(PROVIDED TEXT Opens)

Tuesday, 3 August 2010

The BJS and Public Domain Data

It is desirable that data used to generate evidence in scholarly publications should be available for scrutiny by other interested scientists. We can all agree about the principle. How this can best be achieved is less clear, especially once one starts to consider other desiderata - such as safeguarding the right to privacy of subjects who in some cases may never have given explicit consent for their personal data to be used for the purposes of social research. 
Consider the situation in the UK for somebody publishing an empirical article in an academic journal. Anyone  acquiring data from the the UK Data Archive at the University of Essex, for instance, is required to sign an End User Licence which prohibits the distribution of Archive data to a third party that has not him/herself entered into an End User agreement with the Archive. In practice this is not very restrictive as any member of a UK higher education institution can register as an End User and, without paying a fee, acquire the original data. Once you think about it this minimal level of restriction is sensible. Data in free circulation has a tendency to 'mutate' and it is sensible from the point of view of scientific integrity to encourage users to go back to the original source.

(PROVIDED TEXT Closes)

In the text on the BJS and public domain data, what must anyone acquiring data from the UK Data Archive sign?

(MATERIAL PROVIDED Opens)

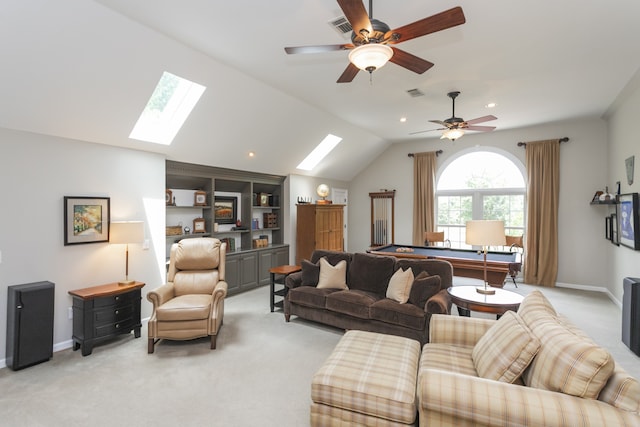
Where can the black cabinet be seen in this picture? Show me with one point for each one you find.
(104, 311)
(246, 270)
(29, 324)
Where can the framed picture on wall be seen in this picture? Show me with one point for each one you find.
(627, 216)
(613, 229)
(86, 220)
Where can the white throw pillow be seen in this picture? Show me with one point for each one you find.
(332, 276)
(400, 285)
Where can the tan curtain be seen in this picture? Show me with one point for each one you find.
(424, 188)
(543, 172)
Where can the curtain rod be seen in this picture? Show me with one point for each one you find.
(437, 153)
(561, 140)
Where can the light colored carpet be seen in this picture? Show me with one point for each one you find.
(259, 375)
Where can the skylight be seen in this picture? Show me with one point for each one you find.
(319, 153)
(169, 106)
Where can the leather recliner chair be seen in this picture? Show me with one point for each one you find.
(191, 304)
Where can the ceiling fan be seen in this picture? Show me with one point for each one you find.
(371, 38)
(454, 127)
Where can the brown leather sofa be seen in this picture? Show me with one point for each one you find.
(364, 306)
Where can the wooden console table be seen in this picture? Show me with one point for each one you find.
(283, 271)
(104, 311)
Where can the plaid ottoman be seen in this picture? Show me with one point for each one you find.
(369, 380)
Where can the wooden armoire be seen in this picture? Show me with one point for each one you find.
(319, 227)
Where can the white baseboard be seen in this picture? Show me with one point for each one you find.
(64, 345)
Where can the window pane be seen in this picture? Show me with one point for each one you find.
(477, 179)
(481, 170)
(454, 210)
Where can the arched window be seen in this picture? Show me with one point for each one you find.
(480, 185)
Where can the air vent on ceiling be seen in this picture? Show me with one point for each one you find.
(341, 25)
(414, 93)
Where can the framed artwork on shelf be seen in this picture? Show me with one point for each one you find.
(198, 225)
(627, 215)
(231, 243)
(225, 210)
(86, 219)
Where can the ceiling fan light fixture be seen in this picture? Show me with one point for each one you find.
(370, 57)
(452, 134)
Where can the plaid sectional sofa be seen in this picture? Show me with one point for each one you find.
(530, 368)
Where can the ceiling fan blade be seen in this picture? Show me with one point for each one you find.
(438, 22)
(481, 120)
(349, 74)
(409, 61)
(318, 48)
(481, 128)
(428, 130)
(356, 14)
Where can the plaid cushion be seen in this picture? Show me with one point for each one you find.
(372, 374)
(505, 350)
(566, 362)
(457, 330)
(622, 391)
(448, 358)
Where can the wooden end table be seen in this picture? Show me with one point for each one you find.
(284, 271)
(468, 299)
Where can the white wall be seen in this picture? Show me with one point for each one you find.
(582, 247)
(623, 143)
(36, 172)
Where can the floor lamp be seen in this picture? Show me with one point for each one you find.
(485, 233)
(126, 232)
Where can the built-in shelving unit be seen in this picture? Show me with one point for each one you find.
(252, 250)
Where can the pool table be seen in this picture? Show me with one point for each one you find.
(465, 262)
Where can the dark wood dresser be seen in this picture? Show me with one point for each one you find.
(104, 311)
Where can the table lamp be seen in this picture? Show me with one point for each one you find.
(126, 232)
(485, 233)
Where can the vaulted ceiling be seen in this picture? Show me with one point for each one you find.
(84, 70)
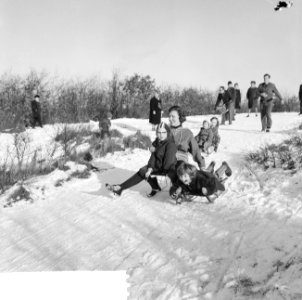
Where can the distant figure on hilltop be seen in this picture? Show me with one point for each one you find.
(300, 99)
(155, 111)
(237, 98)
(222, 105)
(252, 96)
(266, 92)
(36, 111)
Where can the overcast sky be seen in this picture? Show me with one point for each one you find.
(201, 43)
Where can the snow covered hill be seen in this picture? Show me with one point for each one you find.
(247, 245)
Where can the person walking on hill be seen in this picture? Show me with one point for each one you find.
(266, 92)
(252, 96)
(222, 105)
(300, 99)
(237, 98)
(155, 111)
(231, 103)
(36, 111)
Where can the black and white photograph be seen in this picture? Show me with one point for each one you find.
(162, 139)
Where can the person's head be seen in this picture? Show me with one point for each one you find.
(267, 78)
(221, 90)
(206, 124)
(176, 116)
(214, 122)
(186, 173)
(163, 131)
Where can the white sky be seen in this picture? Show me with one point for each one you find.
(201, 43)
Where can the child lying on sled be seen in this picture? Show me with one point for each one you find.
(193, 182)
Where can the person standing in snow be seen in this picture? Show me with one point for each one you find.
(162, 162)
(204, 138)
(237, 98)
(36, 111)
(155, 111)
(216, 136)
(231, 103)
(184, 138)
(222, 105)
(252, 96)
(266, 92)
(300, 99)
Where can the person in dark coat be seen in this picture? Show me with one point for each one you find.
(204, 138)
(36, 111)
(252, 96)
(193, 182)
(231, 104)
(216, 136)
(162, 162)
(222, 105)
(155, 111)
(300, 99)
(237, 98)
(267, 90)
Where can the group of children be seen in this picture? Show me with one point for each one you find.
(186, 179)
(208, 137)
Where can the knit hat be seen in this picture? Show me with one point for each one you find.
(165, 126)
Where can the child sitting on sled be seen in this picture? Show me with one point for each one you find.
(205, 137)
(193, 182)
(161, 162)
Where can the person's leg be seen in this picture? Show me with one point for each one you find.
(263, 116)
(269, 108)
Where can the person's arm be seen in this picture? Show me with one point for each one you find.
(169, 157)
(194, 150)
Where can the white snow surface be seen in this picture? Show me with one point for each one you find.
(247, 245)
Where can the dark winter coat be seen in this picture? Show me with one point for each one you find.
(216, 137)
(232, 93)
(269, 89)
(237, 99)
(36, 108)
(163, 158)
(204, 135)
(185, 142)
(202, 179)
(155, 111)
(223, 99)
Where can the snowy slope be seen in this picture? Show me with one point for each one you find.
(245, 246)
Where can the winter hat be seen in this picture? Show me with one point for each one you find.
(165, 126)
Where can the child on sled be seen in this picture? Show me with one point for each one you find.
(193, 182)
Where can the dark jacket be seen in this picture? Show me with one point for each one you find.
(202, 179)
(155, 111)
(237, 99)
(204, 135)
(36, 108)
(252, 93)
(232, 93)
(185, 142)
(164, 156)
(223, 99)
(216, 136)
(269, 90)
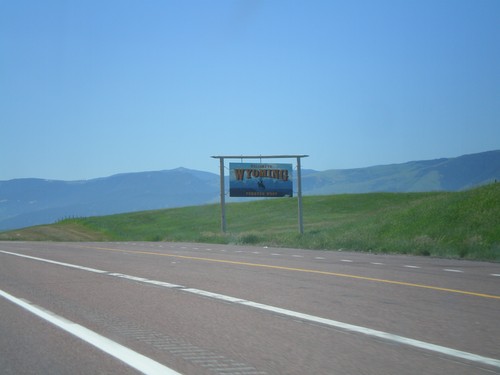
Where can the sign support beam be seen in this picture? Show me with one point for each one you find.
(222, 183)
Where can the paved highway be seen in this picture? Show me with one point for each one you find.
(179, 308)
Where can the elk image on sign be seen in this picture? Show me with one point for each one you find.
(260, 180)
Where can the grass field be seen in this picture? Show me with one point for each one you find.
(443, 224)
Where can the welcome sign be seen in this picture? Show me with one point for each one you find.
(260, 180)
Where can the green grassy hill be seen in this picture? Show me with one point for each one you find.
(446, 224)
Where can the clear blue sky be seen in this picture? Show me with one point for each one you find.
(94, 88)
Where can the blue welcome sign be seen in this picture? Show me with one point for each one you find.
(260, 180)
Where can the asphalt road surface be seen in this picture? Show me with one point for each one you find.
(178, 308)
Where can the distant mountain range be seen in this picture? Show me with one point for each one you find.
(30, 201)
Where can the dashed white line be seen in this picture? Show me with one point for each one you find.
(306, 317)
(133, 359)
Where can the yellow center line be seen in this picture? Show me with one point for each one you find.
(299, 270)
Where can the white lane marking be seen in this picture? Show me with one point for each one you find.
(329, 322)
(55, 262)
(133, 359)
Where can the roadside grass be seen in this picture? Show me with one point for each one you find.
(442, 224)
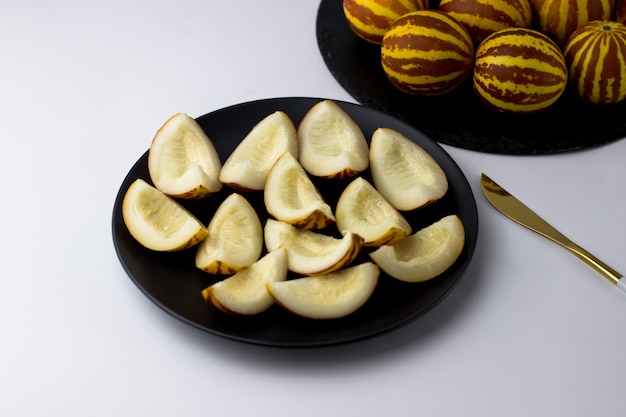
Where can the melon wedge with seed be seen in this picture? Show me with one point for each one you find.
(291, 196)
(404, 172)
(235, 239)
(245, 292)
(332, 145)
(364, 211)
(183, 161)
(310, 252)
(329, 296)
(425, 254)
(248, 165)
(157, 221)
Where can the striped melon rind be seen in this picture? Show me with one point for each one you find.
(484, 17)
(370, 19)
(427, 52)
(559, 18)
(596, 58)
(620, 11)
(519, 71)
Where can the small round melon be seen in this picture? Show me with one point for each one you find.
(519, 70)
(559, 18)
(370, 19)
(427, 52)
(620, 11)
(481, 18)
(596, 56)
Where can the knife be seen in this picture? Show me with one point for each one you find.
(514, 209)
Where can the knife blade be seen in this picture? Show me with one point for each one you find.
(517, 211)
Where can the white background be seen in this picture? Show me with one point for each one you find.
(529, 330)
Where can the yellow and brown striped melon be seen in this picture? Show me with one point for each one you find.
(484, 17)
(370, 19)
(596, 59)
(559, 18)
(620, 11)
(519, 70)
(427, 52)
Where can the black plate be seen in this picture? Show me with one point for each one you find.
(172, 281)
(459, 118)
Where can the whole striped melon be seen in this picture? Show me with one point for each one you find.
(559, 18)
(596, 56)
(620, 11)
(370, 19)
(427, 52)
(484, 17)
(519, 70)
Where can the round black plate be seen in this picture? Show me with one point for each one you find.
(459, 118)
(172, 281)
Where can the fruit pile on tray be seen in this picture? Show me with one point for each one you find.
(521, 54)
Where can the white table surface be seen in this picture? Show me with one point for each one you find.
(529, 331)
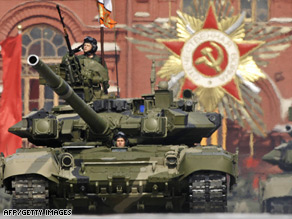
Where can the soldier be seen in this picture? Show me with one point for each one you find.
(85, 73)
(89, 47)
(120, 140)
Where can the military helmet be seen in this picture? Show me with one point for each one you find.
(92, 41)
(120, 135)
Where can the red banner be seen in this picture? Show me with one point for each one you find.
(105, 9)
(10, 103)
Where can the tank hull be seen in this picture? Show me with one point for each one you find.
(144, 178)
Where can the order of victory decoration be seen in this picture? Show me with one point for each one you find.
(218, 56)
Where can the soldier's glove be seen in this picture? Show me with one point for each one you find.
(96, 80)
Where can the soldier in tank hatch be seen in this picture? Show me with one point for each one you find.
(89, 47)
(120, 140)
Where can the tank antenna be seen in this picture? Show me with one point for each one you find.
(116, 62)
(153, 77)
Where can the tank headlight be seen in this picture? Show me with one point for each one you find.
(171, 160)
(66, 160)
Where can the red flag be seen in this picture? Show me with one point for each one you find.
(10, 103)
(105, 9)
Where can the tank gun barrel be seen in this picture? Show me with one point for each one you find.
(97, 124)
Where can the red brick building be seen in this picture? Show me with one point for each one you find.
(42, 35)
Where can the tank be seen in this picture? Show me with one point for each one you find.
(276, 191)
(75, 165)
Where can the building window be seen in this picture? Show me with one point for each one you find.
(256, 10)
(49, 44)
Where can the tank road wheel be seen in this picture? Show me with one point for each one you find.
(30, 191)
(278, 205)
(208, 192)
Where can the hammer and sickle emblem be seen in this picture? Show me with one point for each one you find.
(208, 58)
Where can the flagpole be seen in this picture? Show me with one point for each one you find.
(102, 44)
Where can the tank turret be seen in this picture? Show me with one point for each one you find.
(282, 154)
(154, 118)
(114, 155)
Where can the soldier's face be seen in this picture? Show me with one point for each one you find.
(121, 142)
(87, 47)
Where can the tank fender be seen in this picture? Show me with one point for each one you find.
(212, 158)
(41, 162)
(276, 186)
(1, 168)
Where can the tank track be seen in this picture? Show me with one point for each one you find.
(208, 192)
(30, 192)
(278, 205)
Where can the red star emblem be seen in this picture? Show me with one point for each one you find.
(207, 64)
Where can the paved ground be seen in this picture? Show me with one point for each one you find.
(172, 216)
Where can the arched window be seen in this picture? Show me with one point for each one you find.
(256, 10)
(48, 43)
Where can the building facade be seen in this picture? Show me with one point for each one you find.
(43, 35)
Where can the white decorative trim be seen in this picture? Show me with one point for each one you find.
(281, 19)
(142, 14)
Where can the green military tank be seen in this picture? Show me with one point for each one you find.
(162, 169)
(276, 192)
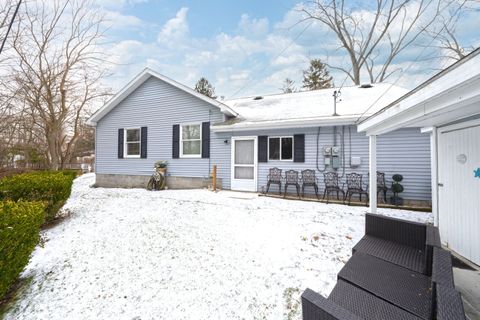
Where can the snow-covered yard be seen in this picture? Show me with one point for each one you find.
(176, 254)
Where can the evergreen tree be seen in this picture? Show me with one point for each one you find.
(316, 76)
(204, 87)
(288, 86)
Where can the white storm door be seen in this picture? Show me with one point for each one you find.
(244, 164)
(459, 188)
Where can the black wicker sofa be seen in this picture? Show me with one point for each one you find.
(398, 270)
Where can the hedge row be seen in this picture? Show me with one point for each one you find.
(20, 224)
(53, 188)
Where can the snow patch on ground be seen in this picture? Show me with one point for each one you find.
(187, 254)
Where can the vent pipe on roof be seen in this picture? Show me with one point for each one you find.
(336, 95)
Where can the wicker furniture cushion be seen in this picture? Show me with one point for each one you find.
(366, 305)
(406, 289)
(394, 252)
(449, 304)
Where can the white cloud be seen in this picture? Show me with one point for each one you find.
(175, 31)
(253, 27)
(248, 58)
(118, 21)
(119, 4)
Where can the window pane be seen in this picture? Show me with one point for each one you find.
(191, 147)
(191, 132)
(243, 172)
(274, 148)
(287, 148)
(133, 135)
(133, 149)
(244, 151)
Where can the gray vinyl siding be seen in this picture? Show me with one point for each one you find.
(405, 151)
(158, 106)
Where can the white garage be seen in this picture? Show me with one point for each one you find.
(447, 107)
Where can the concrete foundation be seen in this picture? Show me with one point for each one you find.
(136, 181)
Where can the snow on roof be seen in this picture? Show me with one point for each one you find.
(354, 102)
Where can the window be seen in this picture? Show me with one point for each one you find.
(280, 148)
(132, 143)
(191, 141)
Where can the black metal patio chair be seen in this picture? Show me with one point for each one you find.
(332, 185)
(291, 179)
(355, 185)
(274, 177)
(309, 180)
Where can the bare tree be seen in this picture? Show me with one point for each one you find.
(288, 86)
(374, 39)
(445, 35)
(59, 71)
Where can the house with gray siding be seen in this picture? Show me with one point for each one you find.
(156, 118)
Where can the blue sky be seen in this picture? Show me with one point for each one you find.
(236, 44)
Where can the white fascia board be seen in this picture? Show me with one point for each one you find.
(406, 108)
(453, 104)
(285, 124)
(140, 79)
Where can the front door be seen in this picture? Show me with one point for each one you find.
(459, 188)
(244, 163)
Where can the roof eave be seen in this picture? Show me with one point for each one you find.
(283, 124)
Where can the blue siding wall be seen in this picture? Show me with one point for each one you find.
(405, 151)
(158, 106)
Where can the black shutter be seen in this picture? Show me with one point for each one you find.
(299, 148)
(262, 148)
(176, 141)
(205, 139)
(143, 144)
(120, 143)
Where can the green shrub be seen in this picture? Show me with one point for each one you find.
(20, 224)
(51, 187)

(MATERIAL PROVIDED Closes)

THE ANSWER
An End User Licence.